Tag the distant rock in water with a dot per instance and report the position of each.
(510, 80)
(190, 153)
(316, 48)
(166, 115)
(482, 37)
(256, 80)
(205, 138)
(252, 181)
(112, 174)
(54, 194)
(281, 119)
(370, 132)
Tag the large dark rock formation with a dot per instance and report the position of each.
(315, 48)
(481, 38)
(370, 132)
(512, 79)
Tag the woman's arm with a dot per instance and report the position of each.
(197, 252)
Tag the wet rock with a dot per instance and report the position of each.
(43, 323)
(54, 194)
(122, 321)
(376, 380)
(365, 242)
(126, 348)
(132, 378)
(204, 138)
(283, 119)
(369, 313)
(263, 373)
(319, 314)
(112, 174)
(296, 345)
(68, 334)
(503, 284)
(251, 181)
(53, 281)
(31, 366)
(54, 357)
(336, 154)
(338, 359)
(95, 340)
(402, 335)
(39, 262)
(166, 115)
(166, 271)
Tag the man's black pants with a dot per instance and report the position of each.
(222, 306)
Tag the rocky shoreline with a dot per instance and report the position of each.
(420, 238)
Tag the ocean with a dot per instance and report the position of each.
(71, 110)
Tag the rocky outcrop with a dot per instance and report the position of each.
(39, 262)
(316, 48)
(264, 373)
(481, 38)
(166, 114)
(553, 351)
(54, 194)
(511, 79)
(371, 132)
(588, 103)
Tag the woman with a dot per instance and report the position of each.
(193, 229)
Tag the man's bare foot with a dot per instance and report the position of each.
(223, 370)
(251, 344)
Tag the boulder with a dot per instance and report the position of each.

-- -- --

Every line of data must be returned unchanged.

● REPLY
Tag the distant rock in water with a dot per instance and report the position of each.
(510, 80)
(190, 153)
(316, 48)
(166, 115)
(482, 37)
(256, 80)
(205, 138)
(252, 181)
(112, 174)
(54, 194)
(281, 119)
(370, 132)
Tag the large dark rock formation with a dot per instance and report the position of each.
(315, 48)
(481, 38)
(370, 132)
(512, 79)
Tag the woman's arm with a dot per instance and report the position of each.
(197, 252)
Tag the wet rock with a dot per instance and report the position of each.
(43, 323)
(54, 194)
(122, 321)
(376, 380)
(365, 242)
(126, 348)
(132, 378)
(204, 138)
(283, 119)
(369, 313)
(263, 373)
(319, 314)
(112, 174)
(296, 345)
(68, 334)
(503, 284)
(251, 181)
(53, 281)
(31, 366)
(54, 357)
(336, 154)
(338, 359)
(95, 340)
(402, 335)
(39, 262)
(166, 115)
(166, 271)
Tag the man's black pants with a dot per instance and report the position of each.
(222, 306)
Tag the rocky shoreline with a dot per instance and report the position of each.
(420, 238)
Tag the ocean with a dot per instance and report the position of each.
(71, 110)
Tag the rocky outcrop with a dot per instance and report the position of each.
(39, 262)
(316, 48)
(264, 373)
(481, 38)
(166, 114)
(553, 351)
(54, 194)
(511, 79)
(371, 132)
(588, 103)
Tag the woman with a dot per instance and report the position of each.
(193, 229)
Tag the man's bare foot with a dot per instance and report the position of each.
(223, 370)
(251, 344)
Tag the boulder with a dot per instance and report the position of each.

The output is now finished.